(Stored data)
========

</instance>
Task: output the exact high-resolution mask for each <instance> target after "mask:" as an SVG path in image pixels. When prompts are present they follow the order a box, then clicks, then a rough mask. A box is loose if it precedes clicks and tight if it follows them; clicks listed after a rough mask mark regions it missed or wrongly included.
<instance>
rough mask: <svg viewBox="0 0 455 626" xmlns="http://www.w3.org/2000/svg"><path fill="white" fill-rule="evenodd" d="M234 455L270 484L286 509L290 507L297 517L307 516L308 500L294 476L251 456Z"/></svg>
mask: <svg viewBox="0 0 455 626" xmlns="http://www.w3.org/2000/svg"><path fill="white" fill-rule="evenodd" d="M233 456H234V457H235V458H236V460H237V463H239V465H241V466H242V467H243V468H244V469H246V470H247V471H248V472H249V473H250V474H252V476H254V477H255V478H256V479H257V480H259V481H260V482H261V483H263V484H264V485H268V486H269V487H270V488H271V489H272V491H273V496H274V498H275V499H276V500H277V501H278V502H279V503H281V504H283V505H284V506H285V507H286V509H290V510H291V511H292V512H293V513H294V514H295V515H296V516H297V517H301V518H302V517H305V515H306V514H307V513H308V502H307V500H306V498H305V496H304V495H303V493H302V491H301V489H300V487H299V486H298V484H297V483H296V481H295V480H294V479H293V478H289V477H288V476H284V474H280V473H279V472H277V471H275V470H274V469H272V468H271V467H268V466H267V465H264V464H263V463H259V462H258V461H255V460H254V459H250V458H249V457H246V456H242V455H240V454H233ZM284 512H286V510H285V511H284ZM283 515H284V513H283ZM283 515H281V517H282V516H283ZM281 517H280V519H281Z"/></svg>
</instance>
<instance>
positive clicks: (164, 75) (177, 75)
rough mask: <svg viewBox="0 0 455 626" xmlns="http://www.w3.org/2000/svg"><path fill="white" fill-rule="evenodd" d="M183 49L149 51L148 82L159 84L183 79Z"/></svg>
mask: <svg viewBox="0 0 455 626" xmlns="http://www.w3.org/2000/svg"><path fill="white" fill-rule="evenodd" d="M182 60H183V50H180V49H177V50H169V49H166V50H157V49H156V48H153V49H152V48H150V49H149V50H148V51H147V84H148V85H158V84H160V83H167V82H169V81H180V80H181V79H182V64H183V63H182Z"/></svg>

========

**TASK PROMPT**
Rewrite the stretch of the entries from the start through the line that contains "455L270 484L286 509L290", replacing "rough mask" with "coarse mask" and leaving everything else unchanged. Give back only those lines.

**ANSWER TO THIS TASK**
</instance>
Task: output the exact high-resolution mask for each <instance> target after "mask:" as an SVG path in image pixels. When prompts are present they follow the order a box, then clicks, then a coarse mask. A box is loose if it precedes clicks and tight if it follows them; clicks listed after a coarse mask mark regions it missed or wrongly included.
<instance>
coarse mask: <svg viewBox="0 0 455 626" xmlns="http://www.w3.org/2000/svg"><path fill="white" fill-rule="evenodd" d="M234 455L270 484L286 509L290 507L297 517L307 516L308 500L294 476L251 456Z"/></svg>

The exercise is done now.